◆ Textauszug ◆
"""
Mit dieser im Zuge der Inszenierung auf Schloss Waldegg /Solothurn im Sommer 2021 entstandenen Aufnahme rühmt man sich, die erste vollständige Einspielung der insgesamt seltener gespielten Neapel-Fassung von 1651 realisiert zu haben.
Die sich teils auf historisches Personal gründende Liebesgeschichte zwischen dem mörderischen Kaiser Nero und seiner ehrgeizigen Mätresse Poppea ist dank des unermüdlichen Einsatzes von Musikerpersönlichkeiten wie Nikolaus Harnoncourt oder John Eliot Gardiner Opernafficionados rund um den Globus bestens bekannt. Der Witz der Sache ist es gerade, dass das venezianische Volks-Theater zur Entstehung der Oper gerade mal 250 Personen fassen konnte und die Musiker in der Kunst der Improvisation hoch erfahren waren. Die Figuren wurden von singbegabten Schauspielern verkörpert. „Recitar cantando“ nennt sich der so entstandene eigentümliche Vortragsstil, mit dem sehr textbezogen vor allem die Ambivalenz der Gefühlswelten und Aktionen der Protagonisten, das Oben und Unten gleichermaßen Verkommene der Gesellschaft, in aller Drastik gedeutet werden konnte. Ohne eine solche alle Widersprüche lebende Ironie wird keine Aufführung auskommen.
"""
◆ Aufgabenstellung ◆
Führen Sie den Text über die Einspielung der Neapel-Fassung der Oper um Nero und Poppea im Anschluss an seinen letzten Satz fort.

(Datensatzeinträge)
"""
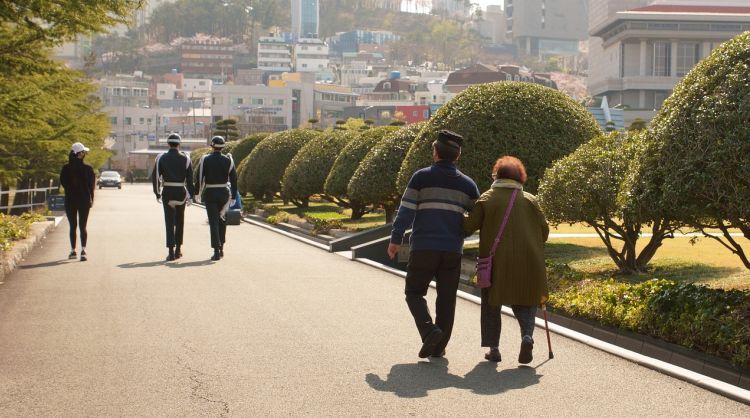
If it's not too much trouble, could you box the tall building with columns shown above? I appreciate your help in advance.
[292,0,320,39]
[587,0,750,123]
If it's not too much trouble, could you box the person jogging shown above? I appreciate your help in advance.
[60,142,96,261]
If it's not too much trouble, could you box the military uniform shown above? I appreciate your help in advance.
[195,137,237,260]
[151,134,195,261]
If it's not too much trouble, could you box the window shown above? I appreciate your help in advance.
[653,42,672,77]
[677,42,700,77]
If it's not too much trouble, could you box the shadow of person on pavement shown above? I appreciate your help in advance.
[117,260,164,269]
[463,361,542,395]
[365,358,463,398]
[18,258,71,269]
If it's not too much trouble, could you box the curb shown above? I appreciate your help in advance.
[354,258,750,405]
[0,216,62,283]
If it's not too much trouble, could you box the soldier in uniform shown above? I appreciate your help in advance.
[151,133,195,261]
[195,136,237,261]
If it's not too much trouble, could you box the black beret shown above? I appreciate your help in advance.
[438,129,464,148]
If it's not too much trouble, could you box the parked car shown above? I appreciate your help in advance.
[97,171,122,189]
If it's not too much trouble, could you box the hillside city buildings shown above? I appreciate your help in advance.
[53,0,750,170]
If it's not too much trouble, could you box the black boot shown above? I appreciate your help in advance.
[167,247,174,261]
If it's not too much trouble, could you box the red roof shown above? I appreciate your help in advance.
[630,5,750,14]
"""
◆ Antwortfeld ◆
Andreas Reize, seit September 2021 Thomaskantor in Leipzig, dirigiert sauber und mit aller Sorgfalt, er kümmert sich liebevoll um die kleinsten Details in Gesang und instrumentaler Begleitung. Das ergibt ein homogenes und immer auf die stupende Schönheit der Musik und des Klangs abzielendes Musizieren. Reize entführt uns in sein persönliches Monteverdi-Hochamt, elegische Weiten bedient er besser als das Drastisch-Theatralische der Handlung. Ich höre hier eher ein stoisch zelebriertes dramatisches Oratorium als eine auf extreme Schürzungen bedachte Oper mit all ihren scharfen emotionalen Kontrasten, mit ihrer höfischen Etikette, verlogen bis zum Anschlag, ihren Dung und Vulgarität ausatmenden Dienern und Ammen. Die vier Stunden Aufführungsdauer können sich so leider schon recht lang anfühlen.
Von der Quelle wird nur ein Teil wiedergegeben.